Data excerpts:
- - - - - - -

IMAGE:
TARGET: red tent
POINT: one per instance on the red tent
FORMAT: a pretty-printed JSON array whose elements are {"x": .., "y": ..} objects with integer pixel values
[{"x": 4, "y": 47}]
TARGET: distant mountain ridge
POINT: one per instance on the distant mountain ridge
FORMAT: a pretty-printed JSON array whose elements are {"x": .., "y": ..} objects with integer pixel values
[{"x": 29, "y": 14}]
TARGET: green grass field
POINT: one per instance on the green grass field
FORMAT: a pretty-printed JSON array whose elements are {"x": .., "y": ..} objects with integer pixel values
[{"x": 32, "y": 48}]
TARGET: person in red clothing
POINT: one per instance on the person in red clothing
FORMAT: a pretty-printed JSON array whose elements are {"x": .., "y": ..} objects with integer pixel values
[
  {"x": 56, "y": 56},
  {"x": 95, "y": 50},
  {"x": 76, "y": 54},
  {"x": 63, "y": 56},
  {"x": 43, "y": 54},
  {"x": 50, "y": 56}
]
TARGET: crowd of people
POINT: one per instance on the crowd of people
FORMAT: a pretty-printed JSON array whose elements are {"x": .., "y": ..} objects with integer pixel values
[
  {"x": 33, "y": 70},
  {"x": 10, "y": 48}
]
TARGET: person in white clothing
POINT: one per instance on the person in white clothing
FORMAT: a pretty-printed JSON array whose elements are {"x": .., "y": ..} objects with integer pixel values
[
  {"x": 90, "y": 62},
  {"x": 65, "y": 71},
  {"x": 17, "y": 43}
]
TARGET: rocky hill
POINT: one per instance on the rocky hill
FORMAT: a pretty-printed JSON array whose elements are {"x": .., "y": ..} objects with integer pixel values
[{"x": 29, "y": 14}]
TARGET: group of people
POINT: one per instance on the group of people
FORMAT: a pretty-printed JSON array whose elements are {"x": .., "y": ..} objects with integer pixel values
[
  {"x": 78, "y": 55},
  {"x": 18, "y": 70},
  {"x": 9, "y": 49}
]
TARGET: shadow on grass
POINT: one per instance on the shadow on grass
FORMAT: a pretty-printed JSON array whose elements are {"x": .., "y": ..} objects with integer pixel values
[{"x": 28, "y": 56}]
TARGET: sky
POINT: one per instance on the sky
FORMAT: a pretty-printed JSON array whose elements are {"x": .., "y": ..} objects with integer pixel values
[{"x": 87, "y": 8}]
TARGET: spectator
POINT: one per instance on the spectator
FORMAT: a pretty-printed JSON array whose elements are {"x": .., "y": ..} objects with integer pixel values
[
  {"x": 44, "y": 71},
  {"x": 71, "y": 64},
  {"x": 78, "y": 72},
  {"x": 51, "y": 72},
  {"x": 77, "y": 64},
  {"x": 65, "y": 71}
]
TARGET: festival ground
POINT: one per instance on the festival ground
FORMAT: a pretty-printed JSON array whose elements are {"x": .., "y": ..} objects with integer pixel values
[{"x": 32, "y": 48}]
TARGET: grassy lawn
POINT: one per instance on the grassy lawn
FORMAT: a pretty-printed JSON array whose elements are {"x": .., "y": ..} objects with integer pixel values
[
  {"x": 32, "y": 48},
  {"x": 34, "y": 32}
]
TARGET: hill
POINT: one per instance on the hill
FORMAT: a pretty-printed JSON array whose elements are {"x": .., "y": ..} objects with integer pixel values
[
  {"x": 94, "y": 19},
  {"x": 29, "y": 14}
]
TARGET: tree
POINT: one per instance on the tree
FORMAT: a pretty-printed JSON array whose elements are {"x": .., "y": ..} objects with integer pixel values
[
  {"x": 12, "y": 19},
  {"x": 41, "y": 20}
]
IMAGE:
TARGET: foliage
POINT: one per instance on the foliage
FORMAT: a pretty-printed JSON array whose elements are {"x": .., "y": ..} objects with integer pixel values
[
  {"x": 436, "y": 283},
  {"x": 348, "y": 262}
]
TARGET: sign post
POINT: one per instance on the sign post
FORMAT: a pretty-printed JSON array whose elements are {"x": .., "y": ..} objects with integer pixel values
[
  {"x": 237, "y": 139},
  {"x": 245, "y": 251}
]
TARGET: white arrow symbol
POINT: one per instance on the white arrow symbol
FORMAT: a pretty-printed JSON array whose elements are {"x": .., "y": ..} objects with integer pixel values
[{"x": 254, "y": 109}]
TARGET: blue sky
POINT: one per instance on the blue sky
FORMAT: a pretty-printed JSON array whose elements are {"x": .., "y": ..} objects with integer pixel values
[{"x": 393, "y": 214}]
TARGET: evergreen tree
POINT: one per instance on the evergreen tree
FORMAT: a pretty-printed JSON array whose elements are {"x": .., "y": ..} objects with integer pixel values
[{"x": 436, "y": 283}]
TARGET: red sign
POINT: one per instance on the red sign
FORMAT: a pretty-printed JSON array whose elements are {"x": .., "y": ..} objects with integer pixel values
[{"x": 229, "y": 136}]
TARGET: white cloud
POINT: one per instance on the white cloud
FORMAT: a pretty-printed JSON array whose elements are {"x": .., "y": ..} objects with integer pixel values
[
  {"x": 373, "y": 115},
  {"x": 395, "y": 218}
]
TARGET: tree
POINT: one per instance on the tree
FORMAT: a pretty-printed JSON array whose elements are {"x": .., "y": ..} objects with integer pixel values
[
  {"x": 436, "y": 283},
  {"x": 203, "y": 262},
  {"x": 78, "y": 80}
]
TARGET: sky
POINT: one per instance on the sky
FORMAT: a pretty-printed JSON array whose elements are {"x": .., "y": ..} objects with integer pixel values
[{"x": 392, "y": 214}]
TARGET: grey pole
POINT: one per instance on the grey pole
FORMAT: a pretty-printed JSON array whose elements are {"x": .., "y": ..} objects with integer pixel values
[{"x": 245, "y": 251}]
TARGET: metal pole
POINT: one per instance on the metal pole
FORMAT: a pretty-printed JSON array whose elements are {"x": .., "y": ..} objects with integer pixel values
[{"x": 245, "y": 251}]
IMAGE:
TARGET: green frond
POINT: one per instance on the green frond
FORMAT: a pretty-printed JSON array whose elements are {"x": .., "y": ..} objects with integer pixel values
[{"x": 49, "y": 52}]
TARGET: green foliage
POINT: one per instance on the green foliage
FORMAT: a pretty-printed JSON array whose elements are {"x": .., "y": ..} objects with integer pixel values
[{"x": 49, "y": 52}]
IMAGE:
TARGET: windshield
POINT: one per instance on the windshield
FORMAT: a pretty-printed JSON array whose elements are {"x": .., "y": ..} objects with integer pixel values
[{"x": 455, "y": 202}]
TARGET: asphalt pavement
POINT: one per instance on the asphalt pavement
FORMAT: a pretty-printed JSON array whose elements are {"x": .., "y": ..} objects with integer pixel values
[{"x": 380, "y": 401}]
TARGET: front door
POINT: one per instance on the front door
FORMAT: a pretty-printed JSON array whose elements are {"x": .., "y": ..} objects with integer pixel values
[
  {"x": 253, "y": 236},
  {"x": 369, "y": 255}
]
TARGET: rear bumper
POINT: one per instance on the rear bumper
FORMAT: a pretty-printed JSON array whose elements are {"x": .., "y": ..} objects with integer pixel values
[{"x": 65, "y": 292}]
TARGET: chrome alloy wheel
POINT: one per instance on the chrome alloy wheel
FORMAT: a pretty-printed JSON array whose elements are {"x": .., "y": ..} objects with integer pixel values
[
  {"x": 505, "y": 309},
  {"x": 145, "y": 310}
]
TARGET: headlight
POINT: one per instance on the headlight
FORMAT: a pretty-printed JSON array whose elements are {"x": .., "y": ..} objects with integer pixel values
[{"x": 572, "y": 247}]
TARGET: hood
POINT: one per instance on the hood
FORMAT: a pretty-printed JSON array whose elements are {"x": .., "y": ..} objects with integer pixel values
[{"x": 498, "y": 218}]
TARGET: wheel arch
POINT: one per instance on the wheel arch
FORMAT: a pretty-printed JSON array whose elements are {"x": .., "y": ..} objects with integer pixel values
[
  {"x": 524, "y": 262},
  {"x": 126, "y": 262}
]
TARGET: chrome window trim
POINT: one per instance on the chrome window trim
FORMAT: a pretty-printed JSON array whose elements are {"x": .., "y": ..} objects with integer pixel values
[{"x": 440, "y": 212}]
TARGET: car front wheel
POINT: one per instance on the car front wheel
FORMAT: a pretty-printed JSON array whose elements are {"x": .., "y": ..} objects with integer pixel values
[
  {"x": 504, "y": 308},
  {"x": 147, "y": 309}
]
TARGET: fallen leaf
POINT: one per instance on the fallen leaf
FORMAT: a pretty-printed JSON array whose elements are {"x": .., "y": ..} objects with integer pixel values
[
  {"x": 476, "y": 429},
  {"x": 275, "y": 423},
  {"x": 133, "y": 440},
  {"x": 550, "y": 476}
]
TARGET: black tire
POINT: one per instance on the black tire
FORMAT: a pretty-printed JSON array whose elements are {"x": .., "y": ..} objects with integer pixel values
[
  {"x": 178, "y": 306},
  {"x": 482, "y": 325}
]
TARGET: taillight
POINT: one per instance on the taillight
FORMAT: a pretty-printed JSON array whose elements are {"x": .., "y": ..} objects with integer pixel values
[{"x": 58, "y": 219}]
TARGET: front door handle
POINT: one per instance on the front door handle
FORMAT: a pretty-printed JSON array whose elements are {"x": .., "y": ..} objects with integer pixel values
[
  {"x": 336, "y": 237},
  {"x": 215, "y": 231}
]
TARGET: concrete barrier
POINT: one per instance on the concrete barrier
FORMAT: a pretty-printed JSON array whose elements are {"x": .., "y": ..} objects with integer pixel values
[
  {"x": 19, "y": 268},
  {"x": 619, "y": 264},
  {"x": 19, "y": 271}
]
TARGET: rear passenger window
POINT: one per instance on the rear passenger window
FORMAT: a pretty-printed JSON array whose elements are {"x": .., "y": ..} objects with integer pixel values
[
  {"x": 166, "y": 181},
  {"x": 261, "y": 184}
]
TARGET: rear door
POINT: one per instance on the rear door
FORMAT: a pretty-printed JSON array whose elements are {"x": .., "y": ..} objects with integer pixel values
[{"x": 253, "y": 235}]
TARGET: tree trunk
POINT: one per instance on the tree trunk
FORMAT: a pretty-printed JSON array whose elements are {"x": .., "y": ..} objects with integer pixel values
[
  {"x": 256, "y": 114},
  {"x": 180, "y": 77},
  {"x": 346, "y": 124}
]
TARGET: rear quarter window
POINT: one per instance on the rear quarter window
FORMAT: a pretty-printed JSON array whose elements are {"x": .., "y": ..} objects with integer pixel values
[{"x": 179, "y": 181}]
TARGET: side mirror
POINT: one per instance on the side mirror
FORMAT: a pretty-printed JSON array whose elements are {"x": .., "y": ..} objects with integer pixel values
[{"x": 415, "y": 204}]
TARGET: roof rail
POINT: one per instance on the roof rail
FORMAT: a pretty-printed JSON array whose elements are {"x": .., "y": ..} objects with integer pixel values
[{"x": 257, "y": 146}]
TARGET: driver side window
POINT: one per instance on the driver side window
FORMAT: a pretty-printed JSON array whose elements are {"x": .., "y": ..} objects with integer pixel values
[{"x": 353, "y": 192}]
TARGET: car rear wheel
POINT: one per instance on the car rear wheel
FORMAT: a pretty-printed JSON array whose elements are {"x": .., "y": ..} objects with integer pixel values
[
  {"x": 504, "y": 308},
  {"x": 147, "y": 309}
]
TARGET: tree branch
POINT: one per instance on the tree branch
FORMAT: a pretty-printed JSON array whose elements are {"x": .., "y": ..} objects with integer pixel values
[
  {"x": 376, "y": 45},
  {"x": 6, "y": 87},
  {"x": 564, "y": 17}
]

- - - - - - -

Exercise objective:
Search the records above for the string "frond". Copy every line that contains it.

Task result:
TARGET: green frond
POINT: one per instance on the green frond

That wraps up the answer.